EXTRACT TO READ:
Supporting > Additive Machining
3D printing in metals
Vixen:
This is a new topic dedicated to 3DP metal printing mainly by outside commercial firms
3D printing has been around for a long time and many of us have our own printer at home. Home brewed filament printing is useful but has it's limitations. There are now a growing number of commercial outfits who offer high precision laser based 3DP printing in both plastics and metals, at competitive prices. The range of printable metals and the quality of the printed items is improving every day and prices are dropping.
There are some model engine parts which are difficult (approaching impossible) to make by traditional methods. For example, thin wall exhaust manifolds (headers) and pipework. I chose to explore the 3DP printed metal route rather than attempt a difficult fabrication. I designed each of the parts in 2D CAD, that's all I have available. Petertha kindly converted my 2D drawings into 3D models and from the 3D models provided me with the .STL printing files.
Almost all of the 3DP printing firms offer an instant quote service: upload a .STL file, select a material and your required quantity, within minutes they send back a price. You can explore all the different materials for comparisons. But beware, not all commercial printers stick with their initial quote, some reassess their quote when you show an interest in ordering some prints.
My current preferred supplier is ProtoTi.com based in Hong Kong. They held to their instant on-line quote. I was very impressed with their prices and service. I placed an order for these parts to be laser printed in Aluminium just before Christmas. 10 days later, a small parcel was delivered to my doorstep containing, a pair of exhaust headers, a pair of coolant pipes and the crankcase breather pipe. Wow, that's impressive by any stretch of the imagination. :o
The coolant and vent pipes have a very thin wall thickness of only 0.8mm whereas the exhaust pipe wall is a little thicker at 1.2mm. All the pipes printed perfectly. They were bead blasted by ProtoTi to produce a casting like appearance. The laser printed aluminium appears to be fused (melted) into one homogeneous part which needs little or no further machine work.
I did notice a slight warping at the ends of long slender exhaust pipes, probably due to cooling after the laser melting process. I guess, a sacrificial bar across the ends of the four flanges would help prevent this movement.
Overall I am very impressed with the quality and service provided by ProtoTI. 10 days from order to delivery, all for $37 plus $15 for delivery. I will certainly use them again.
Below you can see the coolant pipes and crankcase vent pipes threading their way across the top side of the engine. The side view shows the exhaust manifold loosely in place. There is a slight interference between the rear engine mounting block and the rearmost wiggly down pipe. A few strokes of a file on the engine mount block will sort that out.

Dataset excerpts on object pointing:
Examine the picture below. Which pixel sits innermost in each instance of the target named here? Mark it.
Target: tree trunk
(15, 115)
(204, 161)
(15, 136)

GIVEN EXERCISE 1:
In the forum post on 3D printing in metals, how thick are the walls of the coolant and vent pipes?
GIVEN EXERCISE 2:
Rewrite the forum post on 3D printing in metals from "There are some" up to and including "the .STL printing files.", swapping "traditional methods" for "conventional methods".
GIVEN EXERCISE 3:
Extend the forum post on 3D printing in metals beyond its last sentence.

RESULT 1:
Only 0.8mm.

RESULT 2:
There are some model engine parts which are difficult (approaching impossible) to make by conventional methods. For example, thin wall exhaust manifolds (headers) and pipework. I chose to explore the 3DP printed metal route rather than attempt a difficult fabrication. I designed each of the parts in 2D CAD, that's all I have available. Petertha kindly converted my 2D drawings into 3D models and from the 3D models provided me with the .STL printing files.

RESULT 3:
That's all for this visit to Vixen's Den
Cheers :cheers:
Mike
Jasonb:
Your pipes are looking good Mike. If you were doing it again would you have used this method for those parts you made the moulds and waxes for and farmed out the investment casting? I bet it would be cheaper.
I also had a similar turn around with parts ordered just before Xmas arriving in 10days. As I only needed the one item I played with the minimum job cost on the instant quote and got six for the ame price as one. Parts arrived Monday and I've just finished the engine.
I would not want to do a whole engine this way as I still enjoy the machining both manual and CNC but treated just like another tool it can be used when it is the most suitable for the job in hand.
Vixen:
Jason
Back in December 1997, when I did all the pattern making, molds and waxes for the Jupiter engine, 3DP was not an available option. The investment casting cost for one inlet manifold was £25 each.
I think we can safely say that 3DP metal printing has come of age and costs are spiraling down, Each of the W165 exhaust headers cost only $11 each. The coolant pipes only $3 each. 3DP produces a part equal to any investment casting in terms of looks and quality. Furthermore, going directly from 3D CAD to finished printed part cuts out so many steps (and risks) associated with the investment casting route. I think investment casting is effectively dead.
What can you say about the machine-ability, strength and thread holding capacity of your 3DP parts. Is it similar to stock materials? I believe you have machined S316 and aluminium printed parts. The reason I ask, is because of the bad experience I had with the aluminium casting for my Westbury Seal. The cast aluminium engine block was so weak and soft that the cylinder head studs ripped out of the casting. That was the first and only casting I have ever used to build an engine, every other engine was made from stock materials of known strength and quality.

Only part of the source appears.